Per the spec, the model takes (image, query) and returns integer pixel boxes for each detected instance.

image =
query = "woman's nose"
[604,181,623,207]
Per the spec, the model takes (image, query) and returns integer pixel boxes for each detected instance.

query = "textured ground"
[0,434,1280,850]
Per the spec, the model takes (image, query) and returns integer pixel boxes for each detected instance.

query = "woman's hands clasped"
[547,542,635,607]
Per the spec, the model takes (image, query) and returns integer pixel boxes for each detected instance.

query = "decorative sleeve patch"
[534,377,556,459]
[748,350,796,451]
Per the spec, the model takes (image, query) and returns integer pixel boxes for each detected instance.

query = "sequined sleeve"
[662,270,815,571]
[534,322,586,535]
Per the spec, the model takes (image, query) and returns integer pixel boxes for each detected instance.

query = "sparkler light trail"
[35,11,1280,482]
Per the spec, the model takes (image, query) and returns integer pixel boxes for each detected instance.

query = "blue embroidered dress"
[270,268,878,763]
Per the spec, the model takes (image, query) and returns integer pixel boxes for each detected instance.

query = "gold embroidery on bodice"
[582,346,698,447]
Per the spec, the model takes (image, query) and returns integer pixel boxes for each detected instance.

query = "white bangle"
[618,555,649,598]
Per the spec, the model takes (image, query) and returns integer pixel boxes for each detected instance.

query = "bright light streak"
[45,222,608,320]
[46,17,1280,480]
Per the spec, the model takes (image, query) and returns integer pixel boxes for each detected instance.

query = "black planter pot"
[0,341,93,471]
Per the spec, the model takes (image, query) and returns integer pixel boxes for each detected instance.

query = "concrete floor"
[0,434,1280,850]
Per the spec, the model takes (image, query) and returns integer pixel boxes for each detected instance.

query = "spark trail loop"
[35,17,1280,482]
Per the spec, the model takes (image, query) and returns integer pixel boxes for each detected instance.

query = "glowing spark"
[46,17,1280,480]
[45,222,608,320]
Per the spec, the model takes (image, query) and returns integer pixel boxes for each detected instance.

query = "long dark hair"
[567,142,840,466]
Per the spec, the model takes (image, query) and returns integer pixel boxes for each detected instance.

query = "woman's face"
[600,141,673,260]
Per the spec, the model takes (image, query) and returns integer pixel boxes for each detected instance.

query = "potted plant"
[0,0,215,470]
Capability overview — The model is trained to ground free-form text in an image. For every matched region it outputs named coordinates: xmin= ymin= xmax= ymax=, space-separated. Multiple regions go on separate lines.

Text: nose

# [Work instructions]
Rewrite all of the items above, replacing every occurrence of "pixel boxes" with "bounding boxes" and leaving everything else unchanged.

# [Written solution]
Per the spec, the model takes (image, query) and returns integer bounding boxes for each detected instance.

image =
query = "woman's nose"
[604,181,623,207]
Per the spec, the model takes (image, query) and returns integer bounding boxes for each detected instance.

query = "textured ground"
[0,434,1280,850]
Per the spec, the model takes (image, query) and returns integer bounding boxes for each detected instance.

query = "woman's hands clasped"
[547,542,635,607]
Per the spec, the model takes (image, query) and returns integer bounding boxes for each detected instance.

query = "decorative sleeve patch"
[534,377,556,459]
[748,350,796,451]
Per the spec, the model takes (image, query) and returns integer bounding boxes for each detected instance.

query = "sequined sleeve"
[662,270,815,571]
[534,322,586,535]
Per the spec, the model takes (image, query) and returns integer bounding boxes for each detected instance.

query = "sparkler light trail"
[35,11,1280,482]
Per the spec, the model takes (image, query) and returns integer bounding boxes for each detected instance.

query = "blue embroidered dress"
[270,268,878,763]
Per the spec, the model takes (image, query) and returns integer bounding boxes for each detected instance.

query = "gold embroidery on bodice"
[582,346,698,447]
Per the spec, the model takes (image, query) and returns integer bounding boxes for each detected instance.

query = "white bangle"
[618,555,649,598]
Per the spec, the model takes (image, query) and returns integer bounding boxes for each detected instance.

query = "bright light streak"
[45,222,608,320]
[46,17,1280,480]
Per the spec, the model takes (image, query) and returns integer bounding boxes for each detected instance.

query = "black planter pot"
[0,341,93,471]
Per the spec, the model takes (image, query) and returns integer bounding boxes for each detected instance.

query = "concrete floor"
[0,434,1280,850]
Per the spec, the model takes (image, query) and returns integer bounding boxes for each detected instance.

query = "spark trail loop"
[35,17,1280,482]
Per the spec, the model takes (image, query) and returns integer bounding boxes for each detected instance.

query = "glowing spark"
[46,17,1280,480]
[45,222,608,320]
Per the spec, the model takes (image, query) and returns integer bounding boxes for each detected instance.

query = "long dark hair"
[567,142,840,466]
Per the spec, the model takes (image, query) and returns integer bounding boxes for each detected instance.

query = "woman's face"
[600,141,673,260]
Per the spec, the model takes (image, query) and returns integer bounding boxes for each detected instance.

query = "potted plant"
[0,0,215,470]
Capability overview — The model is trained to ground free-form text in an image. For every matched region it outputs named coordinates: xmin= ymin= xmax= ymax=, space-separated. Multiple regions go on separate lines.

Text: nose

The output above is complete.